══ MATERIAL PROPORCIONADO
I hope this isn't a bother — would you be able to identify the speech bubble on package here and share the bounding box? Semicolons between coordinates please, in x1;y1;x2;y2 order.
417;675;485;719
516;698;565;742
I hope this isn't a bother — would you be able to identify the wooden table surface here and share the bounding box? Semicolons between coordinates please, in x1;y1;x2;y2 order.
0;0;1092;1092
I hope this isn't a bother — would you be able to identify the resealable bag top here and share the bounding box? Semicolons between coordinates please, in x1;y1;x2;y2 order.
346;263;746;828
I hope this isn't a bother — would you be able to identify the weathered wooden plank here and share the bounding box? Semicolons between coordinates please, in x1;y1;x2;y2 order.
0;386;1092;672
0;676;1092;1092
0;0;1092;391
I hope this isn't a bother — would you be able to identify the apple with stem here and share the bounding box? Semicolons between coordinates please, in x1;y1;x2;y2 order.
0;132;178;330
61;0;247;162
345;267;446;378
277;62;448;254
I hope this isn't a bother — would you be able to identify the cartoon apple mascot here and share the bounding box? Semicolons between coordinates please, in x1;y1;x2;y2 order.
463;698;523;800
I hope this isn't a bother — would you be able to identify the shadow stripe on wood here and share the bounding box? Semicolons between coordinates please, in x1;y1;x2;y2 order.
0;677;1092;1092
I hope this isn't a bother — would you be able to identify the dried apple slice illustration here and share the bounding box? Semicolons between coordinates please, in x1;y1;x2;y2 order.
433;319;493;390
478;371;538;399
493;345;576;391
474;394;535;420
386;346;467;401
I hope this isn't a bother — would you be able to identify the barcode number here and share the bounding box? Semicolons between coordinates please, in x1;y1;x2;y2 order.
════
**DESCRIPCIÓN DE LA TAREA**
Reescribe todas las entradas de arriba cambiando "I hope this isn't a bother" por "Sorry to trouble you". Deja lo demás igual, por favor.

**RESPUESTA ESPERADA**
Sorry to trouble you — would you be able to identify the speech bubble on package here and share the bounding box? Semicolons between coordinates please, in x1;y1;x2;y2 order.
417;675;485;719
516;698;565;742
Sorry to trouble you — would you be able to identify the wooden table surface here and share the bounding box? Semicolons between coordinates please, in x1;y1;x2;y2 order.
0;0;1092;1092
Sorry to trouble you — would you be able to identify the resealable bag top here and share the bounding box? Semicolons between coordinates please, in x1;y1;x2;y2 order.
346;263;746;828
Sorry to trouble you — would you be able to identify the weathered wooden plank here and share the bounding box? Semicolons between coordinates please, in x1;y1;x2;y2 order.
0;386;1092;672
0;676;1092;1092
0;0;1092;391
Sorry to trouble you — would you be able to identify the apple with stem here and share the bounding box? Semicolons between coordinates please, in x1;y1;x2;y2 order.
0;132;178;330
61;0;247;162
345;267;446;378
277;62;448;254
Sorry to trouble you — would you be able to identify the cartoon apple mascot here and share the bounding box? Semicolons between coordinates please, in x1;y1;x2;y2 order.
463;698;523;800
Sorry to trouble you — would you be able to identify the shadow stripe on wood here and share the bounding box? Semicolons between coordinates please, in x1;y1;x2;y2 order.
0;677;1092;1092
Sorry to trouble you — would you be able to identify the dried apple slice illustration here and share the bounding box? Semicolons between coordinates please, in x1;y1;x2;y2 order.
433;319;493;390
478;371;538;399
493;345;576;391
474;394;535;420
386;346;467;401
Sorry to trouble you — would you be able to identify the barcode number here and share the bounding box? Semicolons between coordinates please, in x1;y1;x2;y2 order.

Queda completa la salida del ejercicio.